**Task details**
The answer must consist solely of the line containing "(a) Find the cardboard" and every line after it in the records below, through the last, each reproduced exactly.

[Start of section]

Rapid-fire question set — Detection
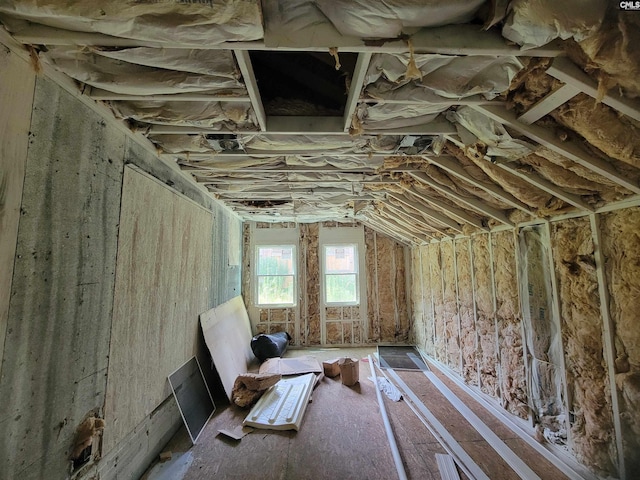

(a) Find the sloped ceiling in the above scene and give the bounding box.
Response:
[1,1,638,245]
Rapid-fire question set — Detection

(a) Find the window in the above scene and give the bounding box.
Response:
[323,244,359,305]
[256,245,296,306]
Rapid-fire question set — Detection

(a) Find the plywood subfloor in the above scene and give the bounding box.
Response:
[144,347,573,480]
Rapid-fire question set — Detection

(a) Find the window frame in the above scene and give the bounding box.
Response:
[322,242,360,306]
[254,244,297,308]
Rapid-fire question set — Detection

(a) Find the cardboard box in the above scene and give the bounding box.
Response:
[322,358,341,377]
[338,357,359,386]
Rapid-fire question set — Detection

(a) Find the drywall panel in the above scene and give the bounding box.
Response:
[200,296,254,400]
[441,241,460,373]
[471,234,499,398]
[551,217,617,476]
[0,46,35,372]
[429,243,446,363]
[103,166,214,452]
[212,205,242,306]
[0,75,125,478]
[492,231,528,419]
[456,238,477,385]
[601,208,640,474]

[End of section]

**Answer space**
(a) Find the cardboard box in the above scene and give the bounding box.
Response:
[322,358,341,377]
[338,357,359,386]
Rapid-fire question set — Detection

(a) Find the drywall panel in the above scene and give the bounding box.
Response:
[200,296,254,400]
[441,241,460,373]
[471,234,499,398]
[551,217,617,476]
[0,46,35,372]
[429,243,446,363]
[103,166,214,452]
[212,205,242,306]
[0,75,125,478]
[492,231,528,419]
[456,238,477,385]
[601,208,640,474]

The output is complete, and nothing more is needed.